--- Text Enclosed Below ---
Kim Jeong-a (born 1946 in Go-nae, Aewol; lives in Tokyo, Japan)
Photo and article by Cho Jeong-hee,
Deputy Director of the Memorial Project Team
Source: 「Jaemin Ilbo Newspaper」 (Nov. 13, 1998)
I was born in 1946. I was only two months old when Jeju 4·3 broke out. Of course, I do not remember anything about the incident, nor the faces or the voices of my parents. No one could explain why my parents passed away, why I became an orphan, or why I could not hear with my right ear. I did not know why my deaf ear kept oozing pus all the time. There was no explanation. It is only the wounds on my body that remember that horrible day 70 years ago.
The police record of innocent people killed during Jeju 4·3. Parents of Kim Jeong-a (Kim Bong-eon and Oh Chang-soon) are known to have been murdered during an assault on Gonae-ri on Nov. 13, 1948 (Jeju 4·3 Peace Foundation).
On the night of Nov. 13, 1948, they attacked our house in Gonae-ri. The three of us — my father, my mother, and I — were asleep inside. We were slashed relentlessly by blades and spears. On that day, my father died. My mother lived for 10 days after suffering from the wounds. She was slashed everywhere.
I was found in covered blood as my mother was shielding me up during the assault. I was raised by my grandmother, who was desperate to save her one and only granddaughter. Unlike what my neighbors thought would happen, my wounds began to heal. However, even when the wounds on my chest, shoulder, arms, and neck healed, my right ear never regained its hearing. It’s uncomfortable, but I could bear it as I was able to use the other ear. The oozing of pus from my right ear, however, was embarrassing. It bruised my heart. I was afraid someone might see it, so I always used a handkerchief to cover my right ear. I looked everywhere and searched hard to make the oozing better, but it was of no use.
Scars from the stabbing under the ear.
--- End of Enclosed Text ---
--- Data Enclosed Below ---
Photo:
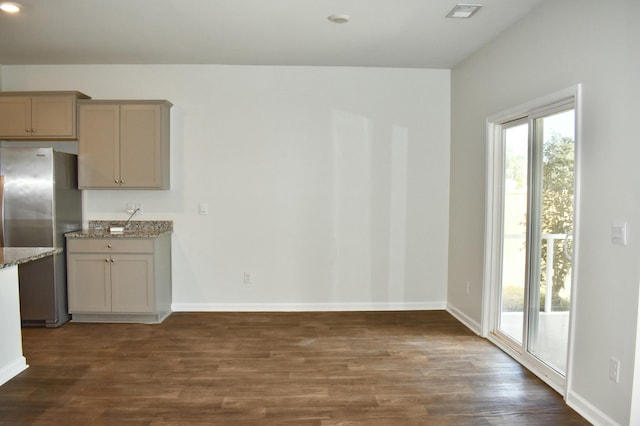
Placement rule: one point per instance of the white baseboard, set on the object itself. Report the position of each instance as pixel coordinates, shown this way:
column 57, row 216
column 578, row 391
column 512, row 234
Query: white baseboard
column 464, row 319
column 12, row 369
column 306, row 307
column 588, row 411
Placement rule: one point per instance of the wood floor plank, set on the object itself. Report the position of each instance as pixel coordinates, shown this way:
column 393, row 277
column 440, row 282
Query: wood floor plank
column 320, row 369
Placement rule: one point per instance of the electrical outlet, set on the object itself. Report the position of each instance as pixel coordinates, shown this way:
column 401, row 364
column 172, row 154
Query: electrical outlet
column 614, row 369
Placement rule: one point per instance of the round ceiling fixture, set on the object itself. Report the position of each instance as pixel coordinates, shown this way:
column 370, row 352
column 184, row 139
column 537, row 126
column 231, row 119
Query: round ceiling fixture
column 10, row 7
column 339, row 18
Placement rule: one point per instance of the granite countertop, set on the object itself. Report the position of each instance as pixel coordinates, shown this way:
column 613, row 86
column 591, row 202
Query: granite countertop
column 134, row 229
column 11, row 256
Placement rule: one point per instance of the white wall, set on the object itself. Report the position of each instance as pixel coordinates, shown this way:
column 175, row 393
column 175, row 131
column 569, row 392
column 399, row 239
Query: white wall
column 328, row 185
column 560, row 44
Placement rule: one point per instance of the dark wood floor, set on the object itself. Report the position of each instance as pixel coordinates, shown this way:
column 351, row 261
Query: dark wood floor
column 355, row 368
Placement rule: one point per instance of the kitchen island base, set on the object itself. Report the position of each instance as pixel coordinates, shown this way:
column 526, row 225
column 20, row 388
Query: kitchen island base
column 12, row 362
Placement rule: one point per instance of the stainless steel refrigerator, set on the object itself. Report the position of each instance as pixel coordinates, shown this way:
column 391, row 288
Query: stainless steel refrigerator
column 40, row 203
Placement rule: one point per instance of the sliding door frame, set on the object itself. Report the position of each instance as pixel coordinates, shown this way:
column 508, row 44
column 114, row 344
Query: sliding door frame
column 493, row 231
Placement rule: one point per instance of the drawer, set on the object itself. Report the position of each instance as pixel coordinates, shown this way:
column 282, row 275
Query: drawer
column 109, row 245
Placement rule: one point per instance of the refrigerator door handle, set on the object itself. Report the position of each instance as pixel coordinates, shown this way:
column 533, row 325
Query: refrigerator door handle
column 1, row 211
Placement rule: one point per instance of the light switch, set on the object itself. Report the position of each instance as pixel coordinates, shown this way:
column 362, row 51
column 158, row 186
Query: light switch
column 619, row 233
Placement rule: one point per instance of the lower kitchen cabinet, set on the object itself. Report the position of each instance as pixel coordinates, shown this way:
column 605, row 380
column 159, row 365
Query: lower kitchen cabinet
column 119, row 279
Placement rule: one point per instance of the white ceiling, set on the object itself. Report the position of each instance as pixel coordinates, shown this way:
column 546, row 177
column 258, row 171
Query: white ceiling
column 381, row 33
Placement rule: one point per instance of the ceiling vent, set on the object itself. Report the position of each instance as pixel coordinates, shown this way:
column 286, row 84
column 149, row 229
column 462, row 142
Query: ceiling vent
column 464, row 11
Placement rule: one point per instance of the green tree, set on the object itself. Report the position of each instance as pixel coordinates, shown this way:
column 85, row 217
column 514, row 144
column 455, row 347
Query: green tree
column 557, row 208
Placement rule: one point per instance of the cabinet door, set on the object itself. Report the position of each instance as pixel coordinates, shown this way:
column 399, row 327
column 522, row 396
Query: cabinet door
column 53, row 116
column 99, row 146
column 132, row 283
column 141, row 145
column 89, row 283
column 15, row 116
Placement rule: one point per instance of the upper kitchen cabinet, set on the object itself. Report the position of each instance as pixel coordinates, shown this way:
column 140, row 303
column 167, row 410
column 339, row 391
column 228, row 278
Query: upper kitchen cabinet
column 38, row 115
column 123, row 144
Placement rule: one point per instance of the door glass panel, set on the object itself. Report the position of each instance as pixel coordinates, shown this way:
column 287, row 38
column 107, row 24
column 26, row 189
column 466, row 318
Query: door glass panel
column 514, row 231
column 550, row 285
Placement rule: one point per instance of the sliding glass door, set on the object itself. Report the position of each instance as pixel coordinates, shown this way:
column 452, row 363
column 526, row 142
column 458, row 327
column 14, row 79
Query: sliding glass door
column 532, row 297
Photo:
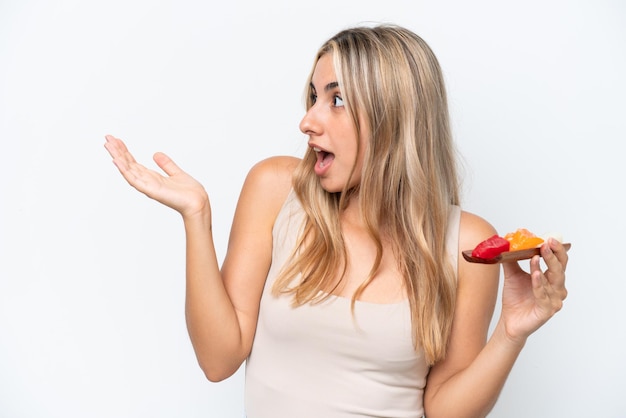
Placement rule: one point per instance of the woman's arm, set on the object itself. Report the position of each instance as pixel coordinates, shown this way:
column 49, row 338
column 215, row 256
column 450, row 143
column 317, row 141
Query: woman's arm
column 221, row 306
column 468, row 381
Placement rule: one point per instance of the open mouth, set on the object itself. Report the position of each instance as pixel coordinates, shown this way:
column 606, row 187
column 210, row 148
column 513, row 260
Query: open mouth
column 323, row 157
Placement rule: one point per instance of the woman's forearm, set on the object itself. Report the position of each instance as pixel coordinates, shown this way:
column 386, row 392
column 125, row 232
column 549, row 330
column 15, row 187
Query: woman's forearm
column 474, row 391
column 212, row 322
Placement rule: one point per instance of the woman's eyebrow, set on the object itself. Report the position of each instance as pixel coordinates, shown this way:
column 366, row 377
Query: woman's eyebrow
column 328, row 87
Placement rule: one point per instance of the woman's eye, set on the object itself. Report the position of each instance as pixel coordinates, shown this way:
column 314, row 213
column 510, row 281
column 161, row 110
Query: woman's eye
column 337, row 101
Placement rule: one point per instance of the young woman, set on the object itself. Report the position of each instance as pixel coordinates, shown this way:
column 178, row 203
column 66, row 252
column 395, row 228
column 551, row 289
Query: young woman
column 343, row 286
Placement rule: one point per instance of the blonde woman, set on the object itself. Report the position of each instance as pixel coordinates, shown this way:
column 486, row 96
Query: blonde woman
column 343, row 287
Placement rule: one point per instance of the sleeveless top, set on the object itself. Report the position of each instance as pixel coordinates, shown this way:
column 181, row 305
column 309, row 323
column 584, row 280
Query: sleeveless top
column 318, row 361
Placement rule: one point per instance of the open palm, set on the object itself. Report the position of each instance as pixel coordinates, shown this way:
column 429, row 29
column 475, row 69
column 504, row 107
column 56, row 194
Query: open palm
column 176, row 189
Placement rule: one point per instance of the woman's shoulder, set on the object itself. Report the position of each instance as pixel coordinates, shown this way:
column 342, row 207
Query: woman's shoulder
column 269, row 182
column 274, row 171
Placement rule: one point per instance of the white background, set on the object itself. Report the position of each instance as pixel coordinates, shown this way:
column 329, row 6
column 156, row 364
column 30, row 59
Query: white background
column 91, row 272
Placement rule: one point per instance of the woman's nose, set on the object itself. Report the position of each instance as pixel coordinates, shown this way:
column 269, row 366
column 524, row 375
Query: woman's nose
column 309, row 124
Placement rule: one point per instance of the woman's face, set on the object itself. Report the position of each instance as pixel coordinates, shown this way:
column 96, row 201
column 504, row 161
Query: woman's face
column 332, row 134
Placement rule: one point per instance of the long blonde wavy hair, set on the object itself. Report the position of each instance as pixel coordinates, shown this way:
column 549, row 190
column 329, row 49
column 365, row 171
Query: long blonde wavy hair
column 390, row 78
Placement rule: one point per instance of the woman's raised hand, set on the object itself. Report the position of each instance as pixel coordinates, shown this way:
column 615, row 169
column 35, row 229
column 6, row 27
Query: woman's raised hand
column 530, row 299
column 177, row 189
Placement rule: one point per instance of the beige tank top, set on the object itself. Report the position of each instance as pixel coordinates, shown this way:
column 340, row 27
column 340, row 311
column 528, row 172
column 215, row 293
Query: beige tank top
column 318, row 361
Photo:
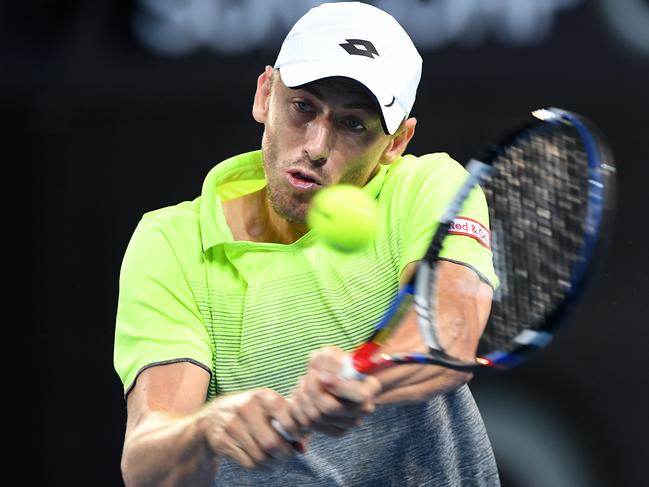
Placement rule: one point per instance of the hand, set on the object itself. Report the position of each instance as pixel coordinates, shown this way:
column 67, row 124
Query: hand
column 238, row 426
column 325, row 402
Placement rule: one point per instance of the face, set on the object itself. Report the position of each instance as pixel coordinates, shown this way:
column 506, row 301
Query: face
column 327, row 132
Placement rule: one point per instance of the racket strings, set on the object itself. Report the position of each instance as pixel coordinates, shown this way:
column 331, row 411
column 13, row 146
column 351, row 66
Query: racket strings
column 538, row 202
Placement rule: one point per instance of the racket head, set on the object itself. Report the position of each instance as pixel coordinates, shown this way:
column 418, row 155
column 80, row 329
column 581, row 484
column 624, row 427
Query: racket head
column 551, row 200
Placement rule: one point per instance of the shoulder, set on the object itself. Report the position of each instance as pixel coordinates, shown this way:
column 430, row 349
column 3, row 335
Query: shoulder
column 412, row 172
column 181, row 220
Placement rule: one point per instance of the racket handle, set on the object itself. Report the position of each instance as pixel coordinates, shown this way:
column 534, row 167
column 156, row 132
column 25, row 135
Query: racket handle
column 347, row 371
column 298, row 446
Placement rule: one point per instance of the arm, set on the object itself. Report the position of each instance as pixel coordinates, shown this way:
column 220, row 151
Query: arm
column 325, row 402
column 464, row 305
column 174, row 438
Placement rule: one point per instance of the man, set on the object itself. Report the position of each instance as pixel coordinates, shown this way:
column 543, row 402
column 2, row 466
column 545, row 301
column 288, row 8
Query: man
column 228, row 304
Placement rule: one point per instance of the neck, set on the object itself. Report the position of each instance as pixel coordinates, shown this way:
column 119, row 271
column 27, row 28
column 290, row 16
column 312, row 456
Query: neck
column 251, row 217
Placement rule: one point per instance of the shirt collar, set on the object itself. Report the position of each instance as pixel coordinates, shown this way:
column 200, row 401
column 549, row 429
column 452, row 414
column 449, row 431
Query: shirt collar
column 237, row 176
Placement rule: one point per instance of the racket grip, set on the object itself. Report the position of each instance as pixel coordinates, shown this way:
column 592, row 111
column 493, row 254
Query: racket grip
column 298, row 446
column 347, row 371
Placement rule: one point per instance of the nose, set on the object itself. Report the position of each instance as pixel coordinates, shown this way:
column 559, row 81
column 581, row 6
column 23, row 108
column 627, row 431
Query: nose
column 318, row 141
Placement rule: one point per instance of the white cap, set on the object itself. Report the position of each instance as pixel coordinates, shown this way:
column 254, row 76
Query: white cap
column 358, row 41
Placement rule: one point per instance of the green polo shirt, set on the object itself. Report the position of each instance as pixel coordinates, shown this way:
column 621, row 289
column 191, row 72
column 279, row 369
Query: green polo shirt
column 251, row 313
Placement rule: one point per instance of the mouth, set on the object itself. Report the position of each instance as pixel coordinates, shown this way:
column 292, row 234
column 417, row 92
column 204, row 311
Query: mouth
column 302, row 180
--- End of Enclosed Data ---
## Work instruction 1:
Duplicate the stretch of the Jeju 4·3 testimony from "Kim Jeong-a (born" through "70 years ago.".
## Work instruction 2:
Recast the paragraph of the Jeju 4·3 testimony beginning "On the night of Nov. 13, 1948" as a short list that keeps its main facts.
The records were taken from a different source than the text.

## Expected answer 1:
Kim Jeong-a (born 1946 in Go-nae, Aewol; lives in Tokyo, Japan)
Photo and article by Cho Jeong-hee,
Deputy Director of the Memorial Project Team
Source: 「Jaemin Ilbo Newspaper」 (Nov. 13, 1998)
I was born in 1946. I was only two months old when Jeju 4·3 broke out. Of course, I do not remember anything about the incident, nor the faces or the voices of my parents. No one could explain why my parents passed away, why I became an orphan, or why I could not hear with my right ear. I did not know why my deaf ear kept oozing pus all the time. There was no explanation. It is only the wounds on my body that remember that horrible day 70 years ago.

## Expected answer 2:
- On the night of Nov. 13, 1948, the family's house in Gonae-ri was attacked.
- The father, the mother, and the narrator were asleep inside and were slashed relentlessly with blades and spears.
- The father died that day.
- The mother, slashed everywhere, lived for 10 days after suffering from the wounds.